Saved entries ::
"""

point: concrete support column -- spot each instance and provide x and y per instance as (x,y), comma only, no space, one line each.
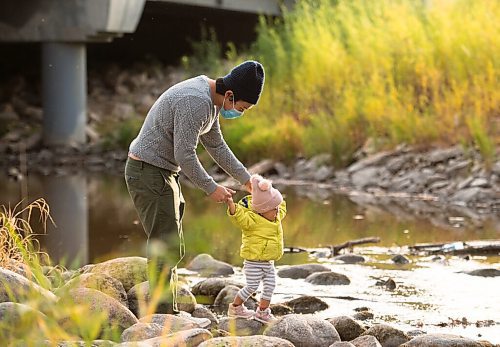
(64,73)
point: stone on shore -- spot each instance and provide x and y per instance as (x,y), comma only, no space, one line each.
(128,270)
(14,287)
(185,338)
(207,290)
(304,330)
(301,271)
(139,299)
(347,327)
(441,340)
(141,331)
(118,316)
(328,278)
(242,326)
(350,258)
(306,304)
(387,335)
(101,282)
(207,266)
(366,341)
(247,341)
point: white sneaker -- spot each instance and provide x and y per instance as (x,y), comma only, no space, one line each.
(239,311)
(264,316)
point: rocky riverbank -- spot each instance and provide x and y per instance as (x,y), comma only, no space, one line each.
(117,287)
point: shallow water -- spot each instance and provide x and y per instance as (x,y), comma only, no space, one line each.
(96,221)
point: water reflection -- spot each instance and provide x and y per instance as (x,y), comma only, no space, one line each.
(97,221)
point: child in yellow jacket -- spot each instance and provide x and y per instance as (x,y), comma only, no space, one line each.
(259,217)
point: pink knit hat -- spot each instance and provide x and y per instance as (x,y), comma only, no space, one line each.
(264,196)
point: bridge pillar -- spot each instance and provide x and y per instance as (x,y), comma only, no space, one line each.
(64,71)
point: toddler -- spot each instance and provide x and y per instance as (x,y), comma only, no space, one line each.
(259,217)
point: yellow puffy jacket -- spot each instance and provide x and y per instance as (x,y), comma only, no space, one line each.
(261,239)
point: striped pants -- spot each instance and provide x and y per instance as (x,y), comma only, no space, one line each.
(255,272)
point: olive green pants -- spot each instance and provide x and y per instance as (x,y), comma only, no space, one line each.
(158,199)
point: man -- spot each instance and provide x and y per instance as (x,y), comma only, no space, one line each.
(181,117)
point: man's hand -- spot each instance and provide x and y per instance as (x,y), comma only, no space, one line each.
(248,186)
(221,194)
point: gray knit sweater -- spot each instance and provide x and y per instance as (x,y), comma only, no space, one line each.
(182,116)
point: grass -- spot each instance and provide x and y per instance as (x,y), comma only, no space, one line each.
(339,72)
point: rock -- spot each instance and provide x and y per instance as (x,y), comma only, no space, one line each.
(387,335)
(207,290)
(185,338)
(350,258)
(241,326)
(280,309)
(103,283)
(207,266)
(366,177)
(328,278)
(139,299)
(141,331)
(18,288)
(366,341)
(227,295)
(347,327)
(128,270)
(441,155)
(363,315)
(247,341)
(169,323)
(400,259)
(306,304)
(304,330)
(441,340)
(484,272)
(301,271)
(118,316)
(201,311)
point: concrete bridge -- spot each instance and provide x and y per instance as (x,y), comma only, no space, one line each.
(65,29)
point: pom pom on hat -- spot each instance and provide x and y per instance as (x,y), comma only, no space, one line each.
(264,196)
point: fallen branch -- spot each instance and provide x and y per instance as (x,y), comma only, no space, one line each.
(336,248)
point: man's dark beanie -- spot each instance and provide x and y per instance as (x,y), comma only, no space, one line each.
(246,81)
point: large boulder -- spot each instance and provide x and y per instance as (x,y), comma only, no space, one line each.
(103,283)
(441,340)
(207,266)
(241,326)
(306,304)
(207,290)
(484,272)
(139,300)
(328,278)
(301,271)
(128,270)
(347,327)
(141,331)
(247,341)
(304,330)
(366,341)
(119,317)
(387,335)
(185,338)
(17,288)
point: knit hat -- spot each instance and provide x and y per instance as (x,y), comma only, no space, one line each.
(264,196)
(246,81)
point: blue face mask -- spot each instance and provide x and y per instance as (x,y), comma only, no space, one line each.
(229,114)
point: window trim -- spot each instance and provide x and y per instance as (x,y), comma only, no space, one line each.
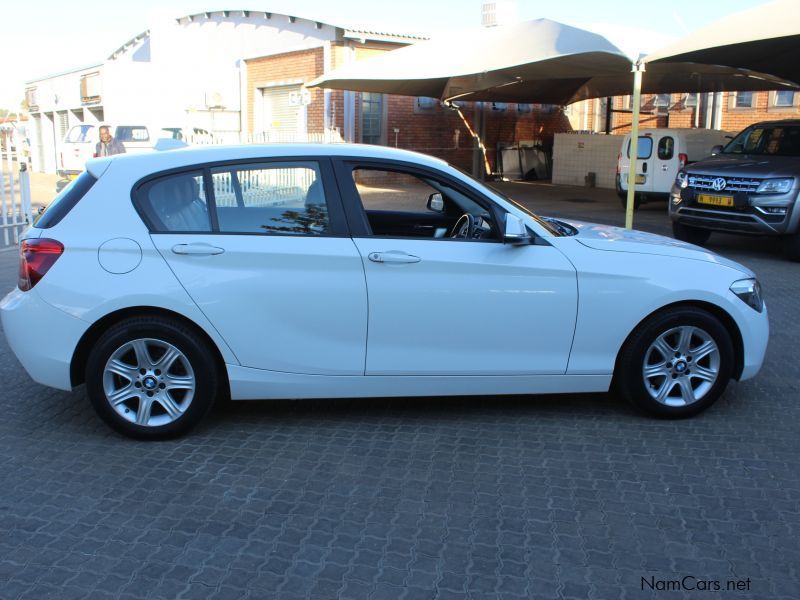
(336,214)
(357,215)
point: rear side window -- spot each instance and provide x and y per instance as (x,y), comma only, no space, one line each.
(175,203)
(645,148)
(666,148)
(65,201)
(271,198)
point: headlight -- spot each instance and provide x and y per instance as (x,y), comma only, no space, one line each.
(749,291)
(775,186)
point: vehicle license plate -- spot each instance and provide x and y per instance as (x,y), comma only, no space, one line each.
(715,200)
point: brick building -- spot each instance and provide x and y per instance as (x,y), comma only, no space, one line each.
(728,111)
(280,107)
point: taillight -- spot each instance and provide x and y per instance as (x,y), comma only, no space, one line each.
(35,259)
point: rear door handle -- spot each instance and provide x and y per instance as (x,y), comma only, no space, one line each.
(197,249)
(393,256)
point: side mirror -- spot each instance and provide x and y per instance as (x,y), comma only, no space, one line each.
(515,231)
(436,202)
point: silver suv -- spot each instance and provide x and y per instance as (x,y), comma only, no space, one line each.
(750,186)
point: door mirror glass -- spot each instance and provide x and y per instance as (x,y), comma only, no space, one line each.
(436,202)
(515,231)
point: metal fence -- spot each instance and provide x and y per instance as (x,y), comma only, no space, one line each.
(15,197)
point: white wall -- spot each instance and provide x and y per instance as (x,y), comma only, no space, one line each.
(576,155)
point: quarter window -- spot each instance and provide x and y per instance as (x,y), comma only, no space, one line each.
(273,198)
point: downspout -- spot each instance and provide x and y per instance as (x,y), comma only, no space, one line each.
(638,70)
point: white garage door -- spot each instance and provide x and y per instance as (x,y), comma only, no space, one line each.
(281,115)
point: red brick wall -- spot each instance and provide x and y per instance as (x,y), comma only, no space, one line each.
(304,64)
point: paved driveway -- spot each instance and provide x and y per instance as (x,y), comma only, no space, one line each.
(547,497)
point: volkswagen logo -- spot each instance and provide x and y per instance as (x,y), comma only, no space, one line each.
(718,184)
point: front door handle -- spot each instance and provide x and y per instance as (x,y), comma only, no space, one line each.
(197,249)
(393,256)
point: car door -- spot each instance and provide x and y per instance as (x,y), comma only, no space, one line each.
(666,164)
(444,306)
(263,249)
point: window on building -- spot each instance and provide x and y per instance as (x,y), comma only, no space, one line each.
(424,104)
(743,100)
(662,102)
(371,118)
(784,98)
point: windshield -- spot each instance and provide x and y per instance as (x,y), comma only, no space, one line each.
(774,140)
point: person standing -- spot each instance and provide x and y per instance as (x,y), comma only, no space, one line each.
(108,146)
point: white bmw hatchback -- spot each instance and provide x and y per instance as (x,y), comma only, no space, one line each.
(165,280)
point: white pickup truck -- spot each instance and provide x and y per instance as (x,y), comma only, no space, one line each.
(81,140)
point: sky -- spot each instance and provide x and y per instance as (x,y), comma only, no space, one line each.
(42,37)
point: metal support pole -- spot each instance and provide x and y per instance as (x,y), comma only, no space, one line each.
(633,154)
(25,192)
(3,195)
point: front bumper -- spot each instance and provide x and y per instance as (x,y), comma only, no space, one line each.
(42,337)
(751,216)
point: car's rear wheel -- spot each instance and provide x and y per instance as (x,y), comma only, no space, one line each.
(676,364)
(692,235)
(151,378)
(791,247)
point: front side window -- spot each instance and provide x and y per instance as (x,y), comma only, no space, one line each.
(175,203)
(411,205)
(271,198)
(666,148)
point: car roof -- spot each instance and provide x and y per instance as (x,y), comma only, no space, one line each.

"""

Task requirements ::
Output each entry shown above exactly as it stands, with all pictures removed.

Exercise answer ::
point: concrete support column -- spot each instance and provide x and y per instance as (x,y), comma only, no space, one line each.
(64,73)
point: stone on shore -- spot each instance and provide x and y per instance as (x,y), comma only, no space, one line each.
(128,270)
(14,287)
(185,338)
(207,290)
(304,330)
(301,271)
(139,299)
(347,327)
(441,340)
(141,331)
(118,316)
(328,278)
(242,326)
(350,258)
(306,304)
(387,335)
(101,282)
(207,266)
(366,341)
(247,341)
point: white sneaker -- spot each instance and provide x and y per instance as (x,y), comma only, no space, one line each.
(239,311)
(264,316)
point: rocky riverbank -- spot each instance and provide x and y per instance as (x,y), comma only, no space, one line each.
(117,287)
point: shallow water -- spot each instance and provide x and y per instance as (x,y), comma only, no space, one line each.
(96,221)
point: water reflection -- spot each instance and provide x and y per instance as (x,y), comma only, no space, one line each.
(97,221)
point: child in yellow jacket -- spot each instance and provide x and y per instance as (x,y), comma only, no space, one line each.
(259,217)
point: pink knit hat -- spot each instance and provide x and y per instance as (x,y), comma only, no space, one line each.
(264,196)
point: bridge pillar -- spot each instance and provide x and y per instance as (x,y), comma only, no space, one line each.
(64,71)
point: toddler -- spot each instance and provide x and y per instance as (x,y), comma only, no space, one line each.
(259,217)
point: yellow puffy jacket -- spot each instance and provide x and y per instance as (x,y), comma only, no space, one line each.
(261,239)
point: striped pants -- spot each instance and provide x and y per instance as (x,y), comma only, no space, one line each.
(255,272)
point: olive green pants -- spot each instance and provide x and y per instance as (x,y), comma only, no space, one line each.
(158,199)
point: man -- spot each instance and provide x and y per instance as (x,y), comma only, no space, one line each.
(181,117)
point: man's hand -- spot each instance and provide x and y per instance as (x,y), comma only, no space, one line each.
(248,186)
(221,194)
point: gray knit sweater -- spot each instance and provide x and y per instance as (x,y), comma only, no space, one line each.
(182,116)
point: grass -- spot each instance and provide x and y per instance as (x,y), comma only, no space, one line each.
(339,72)
point: rock -- spot each instance and provide x and y per instance as (x,y), comma only, no space, one line each.
(387,335)
(207,290)
(185,338)
(350,258)
(241,326)
(280,309)
(103,283)
(207,266)
(366,177)
(328,278)
(139,299)
(141,331)
(18,288)
(366,341)
(227,295)
(347,327)
(128,270)
(441,155)
(363,315)
(247,341)
(169,323)
(400,259)
(306,304)
(304,330)
(441,340)
(484,272)
(301,271)
(118,316)
(201,311)
point: concrete bridge -- spot each instance and provide x and y per instance as (x,y), comma only, no space, one line each.
(65,29)
point: pom pom on hat -- spot each instance and provide x and y per instance as (x,y), comma only, no space, one line each.
(264,196)
point: fallen branch -- spot each instance and provide x and y per instance as (x,y), comma only, no space, one line each.
(336,248)
point: man's dark beanie -- spot each instance and provide x and y per instance as (x,y), comma only, no space, one line each.
(246,81)
point: large boulder -- spot each instance and provide x and y per instance as (x,y), comma only, no space, one line each.
(103,283)
(441,340)
(207,266)
(241,326)
(306,304)
(207,290)
(484,272)
(139,300)
(328,278)
(301,271)
(128,270)
(347,327)
(141,331)
(247,341)
(304,330)
(366,341)
(119,317)
(387,335)
(185,338)
(17,288)
point: knit hat -- spot each instance and provide x and y per instance as (x,y), comma only, no space, one line each.
(264,196)
(246,81)
point: blue face mask -- spot each instance and provide x and y per instance as (x,y), comma only, no space, one line each.
(229,114)
point: window trim -- spot each instance and provide x and y per instance as (x,y), comma only, no space, one line each.
(336,214)
(357,215)
point: rear side window -- spot each instance and provide x and y per instance as (x,y), comma only, no space, one line each.
(175,203)
(645,148)
(666,148)
(65,201)
(271,198)
point: headlight -- spot each instance and provide x and y per instance as (x,y), comma only, no space, one line each.
(749,291)
(775,186)
point: vehicle license plate -- spot each instance and provide x and y per instance as (x,y), comma only, no space, one line each.
(715,200)
point: brick building -- spot each instance and provide x and y per instance as (x,y), comma only, no space, one line each.
(728,111)
(280,107)
point: taillight -- spot each instance and provide x and y per instance as (x,y), comma only, no space, one line each.
(35,259)
point: rear door handle -- spot each instance and provide x and y per instance as (x,y), comma only, no space, one line each.
(197,249)
(393,256)
point: side mirror -- spot each instance and provide x and y per instance as (x,y), comma only, no space, one line each.
(515,231)
(436,202)
point: silver suv -- spot each instance and provide x and y per instance as (x,y), comma only, no space, one line each.
(750,186)
point: door mirror glass -- spot each instance and provide x and y per instance as (x,y), comma only, no space, one line each.
(436,202)
(515,231)
point: metal fence -- spot each instance and provide x and y per instance as (x,y), comma only, no space, one line each.
(15,197)
point: white wall -- spot each instance and provide x and y per instance as (x,y), comma only, no space, one line each.
(576,155)
point: quarter window -- spot each instance and provide x and y per instance as (x,y), comma only, no space, one line each.
(273,198)
point: downspout -- spot each instance and provide x and y per instance as (x,y), comma only, no space, one line each.
(638,70)
point: white garage door -- spot each instance and provide x and y per instance as (x,y), comma only, no space, one line each.
(281,115)
point: red brick wall -- spot each instance and provide x and y per instance as (x,y), comma only, no space, one line each.
(304,64)
point: paved driveway -- spot each instance and provide x and y per instance as (x,y), comma only, no space, one line each.
(547,497)
point: volkswagen logo -- spot each instance and provide x and y per instance as (x,y), comma only, no space, one line each.
(718,184)
point: front door handle -- spot each instance and provide x and y per instance as (x,y), comma only, no space, one line each.
(197,249)
(393,256)
point: car door -- spot each instance and provide x and y per instance as (x,y), comma only, no space, one line each.
(666,164)
(444,306)
(263,249)
point: window on building -- spot each instance and provide x and y per instance as (x,y), comma only, no space, one line each.
(424,104)
(743,100)
(662,102)
(371,118)
(784,98)
point: windshield -- spot each instance and provide x and y per instance as (x,y), comma only, no space, one line each.
(774,140)
point: person standing -- spot each instance and provide x and y per instance as (x,y), comma only, no space, one line each.
(108,146)
point: white bmw hatchback -- spot each instance and provide x and y per instance as (x,y), comma only, no space, one line each.
(165,280)
point: white pickup truck -- spot each instance and provide x and y per instance as (x,y), comma only, no space, one line each.
(81,140)
point: sky -- spot each instance and provide x and y per instance as (x,y), comma only, no space, one line each.
(42,37)
point: metal support pole -- spot each instance and provide x and y per instance as (x,y), comma only, no space, one line each.
(633,154)
(25,192)
(3,195)
point: front bumper -- spot each instance and provide x and y per instance as (x,y), comma only, no space, one line each.
(42,337)
(751,216)
point: car's rear wheel -- spot each instance and provide x and y per instance as (x,y), comma only, no space, one line each.
(676,364)
(692,235)
(151,378)
(791,247)
point: front side window -- spot each instance and provide x and y per instance as (x,y), comma only, no space, one line each.
(175,203)
(411,205)
(271,198)
(666,148)
point: car roof -- spot each instance and provide x and y per instance as (x,y), comma only, no space, one line each.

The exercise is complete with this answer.